» Passage:
════

Keywords: Dental calculus, nidus/foci, retromolar region

How to cite this article:
Balaji VR, Niazi TM, Dhanasekaran M. An unusual presentation of dental calculus. J Indian Soc Periodontol 2019;23:484-6

How to cite this URL:
Balaji VR, Niazi TM, Dhanasekaran M. An unusual presentation of dental calculus. J Indian Soc Periodontol [serial online] 2019 [cited 2022 Aug 9];23:484-6. Available from:

   Introduction Top

Calculus is a calcified mass, most commonly seen in areas where the salivary duct opens into the oral cavity. It consists of mineralized dental plaque that forms on the natural teeth and dental prosthesis. It can be seen either supragingival or subgingival, and it is mainly composed of 80%–85% of inorganic content.[1] Supragingival calculus is whitish yellow and is usually clay-like in consistency, whereas subgingival calculus is not visible clinically but can be evaluated by tactile sensation. It is usually typically dark-brown or green or black and dense in consistency. Usually, the formation of dental calculus is mainly by mineral precipitation from a local rise in the degree of saturation of calcium and phosphate ions and also due to inducing of seeding agents to form small foci for calcification of dental plaque.

════

» Record set:
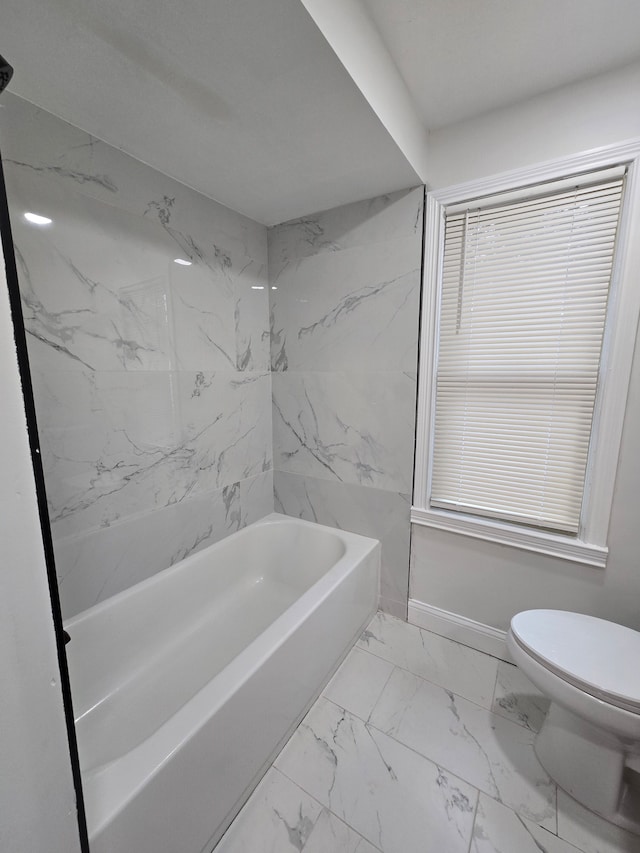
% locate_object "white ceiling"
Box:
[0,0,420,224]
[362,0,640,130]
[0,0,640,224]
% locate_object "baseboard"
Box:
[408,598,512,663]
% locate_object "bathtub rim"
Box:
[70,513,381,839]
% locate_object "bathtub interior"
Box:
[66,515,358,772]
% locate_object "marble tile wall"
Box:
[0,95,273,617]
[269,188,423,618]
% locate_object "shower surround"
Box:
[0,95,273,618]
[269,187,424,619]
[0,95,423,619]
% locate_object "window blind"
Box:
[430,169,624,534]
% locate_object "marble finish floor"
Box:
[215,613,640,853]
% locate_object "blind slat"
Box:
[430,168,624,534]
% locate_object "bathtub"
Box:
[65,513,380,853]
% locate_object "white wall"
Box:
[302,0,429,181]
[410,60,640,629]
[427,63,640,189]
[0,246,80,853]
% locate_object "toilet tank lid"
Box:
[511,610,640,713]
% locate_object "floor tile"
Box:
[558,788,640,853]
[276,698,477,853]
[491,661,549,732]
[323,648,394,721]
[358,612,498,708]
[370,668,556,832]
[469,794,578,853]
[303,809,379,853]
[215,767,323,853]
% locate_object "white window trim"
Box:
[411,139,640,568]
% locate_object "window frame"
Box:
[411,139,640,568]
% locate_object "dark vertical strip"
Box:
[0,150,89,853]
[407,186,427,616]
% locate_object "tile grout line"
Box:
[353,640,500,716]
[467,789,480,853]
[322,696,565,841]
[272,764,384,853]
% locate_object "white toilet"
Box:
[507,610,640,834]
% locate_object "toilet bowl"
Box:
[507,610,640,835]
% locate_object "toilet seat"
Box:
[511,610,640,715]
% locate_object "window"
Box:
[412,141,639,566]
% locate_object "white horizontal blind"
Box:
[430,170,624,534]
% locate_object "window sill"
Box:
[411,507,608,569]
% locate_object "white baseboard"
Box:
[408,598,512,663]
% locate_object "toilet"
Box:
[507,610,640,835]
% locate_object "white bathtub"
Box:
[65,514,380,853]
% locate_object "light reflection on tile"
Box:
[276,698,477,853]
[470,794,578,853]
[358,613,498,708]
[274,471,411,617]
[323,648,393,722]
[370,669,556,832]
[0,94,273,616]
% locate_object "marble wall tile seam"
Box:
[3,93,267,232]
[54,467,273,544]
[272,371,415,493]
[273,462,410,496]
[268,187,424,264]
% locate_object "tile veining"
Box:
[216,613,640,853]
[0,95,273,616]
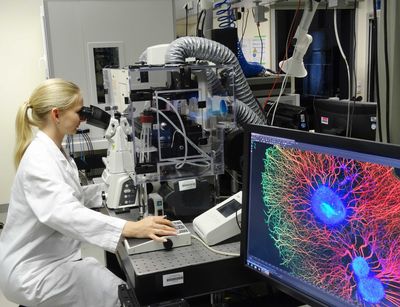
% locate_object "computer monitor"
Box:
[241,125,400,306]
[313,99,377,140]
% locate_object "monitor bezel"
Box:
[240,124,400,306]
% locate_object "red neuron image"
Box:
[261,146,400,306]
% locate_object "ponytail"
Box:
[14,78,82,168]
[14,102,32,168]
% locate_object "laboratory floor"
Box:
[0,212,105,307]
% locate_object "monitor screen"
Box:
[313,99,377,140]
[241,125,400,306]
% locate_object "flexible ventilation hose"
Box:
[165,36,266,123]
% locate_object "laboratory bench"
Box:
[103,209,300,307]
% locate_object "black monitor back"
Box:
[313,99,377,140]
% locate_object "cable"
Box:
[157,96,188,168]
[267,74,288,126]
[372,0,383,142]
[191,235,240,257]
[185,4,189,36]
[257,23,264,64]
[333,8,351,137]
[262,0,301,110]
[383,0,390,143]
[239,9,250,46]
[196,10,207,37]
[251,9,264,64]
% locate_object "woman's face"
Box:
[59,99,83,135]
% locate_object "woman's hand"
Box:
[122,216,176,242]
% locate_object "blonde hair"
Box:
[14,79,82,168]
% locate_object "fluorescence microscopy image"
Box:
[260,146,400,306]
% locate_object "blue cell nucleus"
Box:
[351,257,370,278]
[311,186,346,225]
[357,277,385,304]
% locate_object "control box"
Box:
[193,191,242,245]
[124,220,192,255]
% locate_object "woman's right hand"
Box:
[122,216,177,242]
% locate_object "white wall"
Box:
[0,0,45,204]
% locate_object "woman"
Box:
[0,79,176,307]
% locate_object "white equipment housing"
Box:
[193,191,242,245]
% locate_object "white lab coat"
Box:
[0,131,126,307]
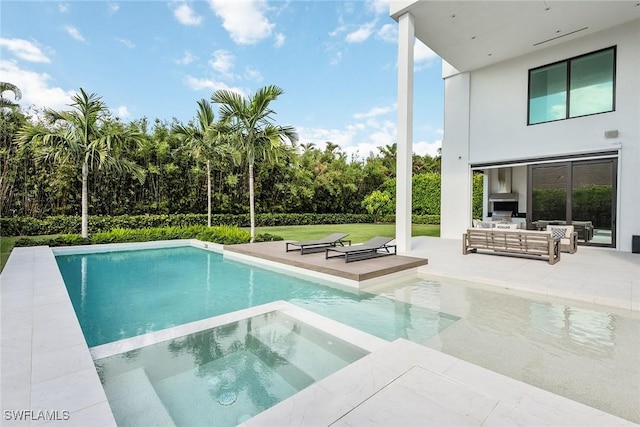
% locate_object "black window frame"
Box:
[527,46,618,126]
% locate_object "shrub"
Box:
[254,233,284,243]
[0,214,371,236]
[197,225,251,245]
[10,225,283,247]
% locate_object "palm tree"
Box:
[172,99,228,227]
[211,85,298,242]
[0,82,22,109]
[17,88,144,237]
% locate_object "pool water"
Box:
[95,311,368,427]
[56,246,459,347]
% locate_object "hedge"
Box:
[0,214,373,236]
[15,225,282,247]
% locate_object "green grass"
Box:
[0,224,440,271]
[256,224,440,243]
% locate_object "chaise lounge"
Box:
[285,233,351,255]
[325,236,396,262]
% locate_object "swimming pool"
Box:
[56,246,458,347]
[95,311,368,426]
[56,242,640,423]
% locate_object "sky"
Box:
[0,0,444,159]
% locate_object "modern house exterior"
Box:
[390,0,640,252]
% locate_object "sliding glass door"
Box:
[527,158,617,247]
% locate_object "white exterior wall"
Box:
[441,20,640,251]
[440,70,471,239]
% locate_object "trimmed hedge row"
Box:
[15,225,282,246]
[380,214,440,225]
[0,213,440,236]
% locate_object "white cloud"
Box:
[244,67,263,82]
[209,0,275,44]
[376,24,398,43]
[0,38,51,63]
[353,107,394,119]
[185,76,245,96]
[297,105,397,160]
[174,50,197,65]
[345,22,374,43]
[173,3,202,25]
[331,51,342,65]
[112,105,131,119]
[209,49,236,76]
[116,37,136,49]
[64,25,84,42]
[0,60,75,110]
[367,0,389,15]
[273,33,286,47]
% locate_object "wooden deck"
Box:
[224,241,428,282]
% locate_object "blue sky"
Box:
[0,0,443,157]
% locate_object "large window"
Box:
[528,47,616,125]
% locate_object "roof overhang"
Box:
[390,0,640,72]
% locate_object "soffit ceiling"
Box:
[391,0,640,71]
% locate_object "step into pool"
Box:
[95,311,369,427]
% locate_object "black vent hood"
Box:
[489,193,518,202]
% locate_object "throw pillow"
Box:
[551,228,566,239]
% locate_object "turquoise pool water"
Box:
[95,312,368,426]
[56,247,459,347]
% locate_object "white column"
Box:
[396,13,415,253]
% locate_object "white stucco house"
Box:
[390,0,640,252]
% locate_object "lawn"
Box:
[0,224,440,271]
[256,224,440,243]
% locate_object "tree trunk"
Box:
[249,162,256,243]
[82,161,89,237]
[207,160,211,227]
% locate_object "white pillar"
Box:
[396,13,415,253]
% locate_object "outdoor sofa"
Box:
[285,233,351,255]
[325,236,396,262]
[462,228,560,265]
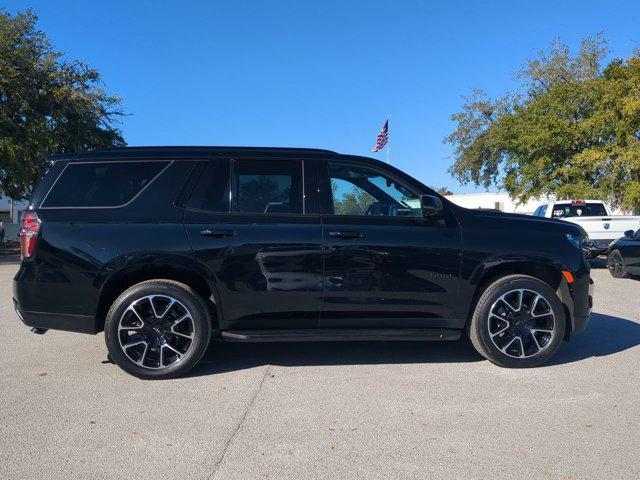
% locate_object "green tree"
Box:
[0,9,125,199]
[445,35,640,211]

════

» Exercise set:
(a) In the dental calculus passage, replace "consistency" with "texture" and give the portion between "Calculus is a" and "of dental plaque.", inclusive.
(b) Answer these questions from the dental calculus passage:
(i) In what year was the article published?
(ii) What share of calculus is inorganic content?
(iii) What color is supragingival calculus?

» Expected outputs:
(a)
Calculus is a calcified mass, most commonly seen in areas where the salivary duct opens into the oral cavity. It consists of mineralized dental plaque that forms on the natural teeth and dental prosthesis. It can be seen either supragingival or subgingival, and it is mainly composed of 80%–85% of inorganic content.[1] Supragingival calculus is whitish yellow and is usually clay-like in texture, whereas subgingival calculus is not visible clinically but can be evaluated by tactile sensation. It is usually typically dark-brown or green or black and dense in texture. Usually, the formation of dental calculus is mainly by mineral precipitation from a local rise in the degree of saturation of calcium and phosphate ions and also due to inducing of seeding agents to form small foci for calcification of dental plaque.

(b)
(i) 2019
(ii) 80%–85%
(iii) Whitish yellow